▶ TASK:
Will you transcribe every line of the material below, character for character, but leave the pictures out?
+++
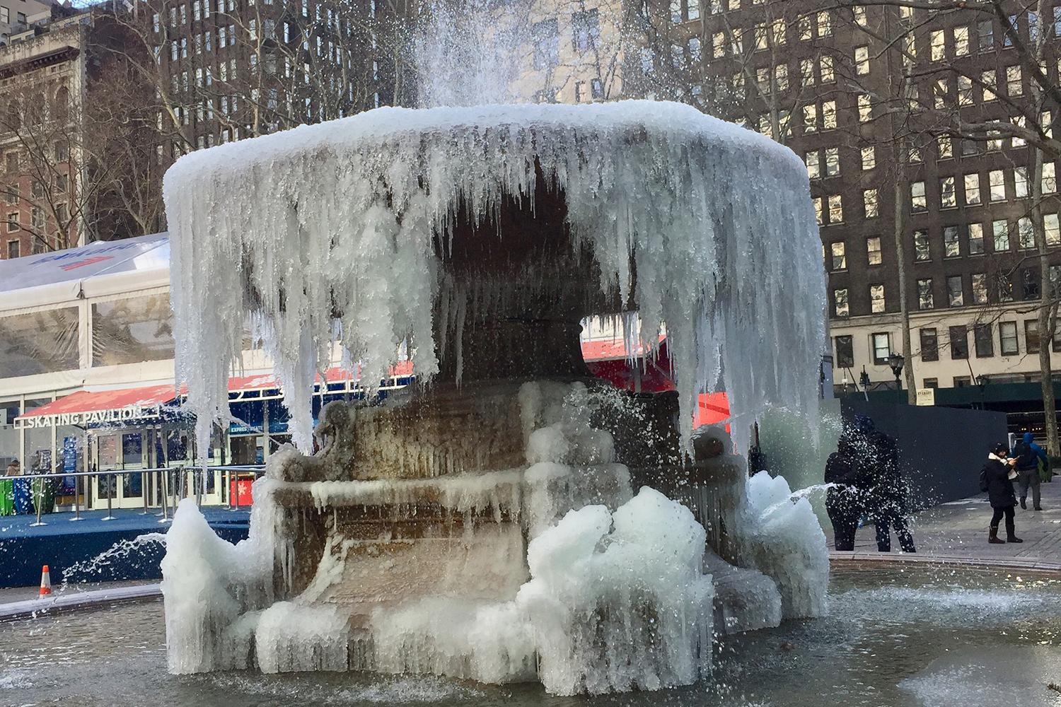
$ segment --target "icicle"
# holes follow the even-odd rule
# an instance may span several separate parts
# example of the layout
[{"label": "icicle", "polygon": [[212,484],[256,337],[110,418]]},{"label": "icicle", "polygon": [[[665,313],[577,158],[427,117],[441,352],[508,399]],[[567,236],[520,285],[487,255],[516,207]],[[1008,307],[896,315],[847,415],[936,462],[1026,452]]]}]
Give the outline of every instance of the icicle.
+++
▶ OUTPUT:
$ segment --target "icicle"
# holes follow the even-odd rule
# an instance may span several separate parts
# example of the layout
[{"label": "icicle", "polygon": [[212,484],[256,337],[110,418]]},{"label": "icicle", "polygon": [[[665,313],[577,158],[427,117],[441,352],[508,399]],[[567,236],[520,285],[487,255],[516,207]],[[1008,307],[896,315],[847,415],[936,462],[1026,452]]]}]
Give the outline of every instance of the icicle.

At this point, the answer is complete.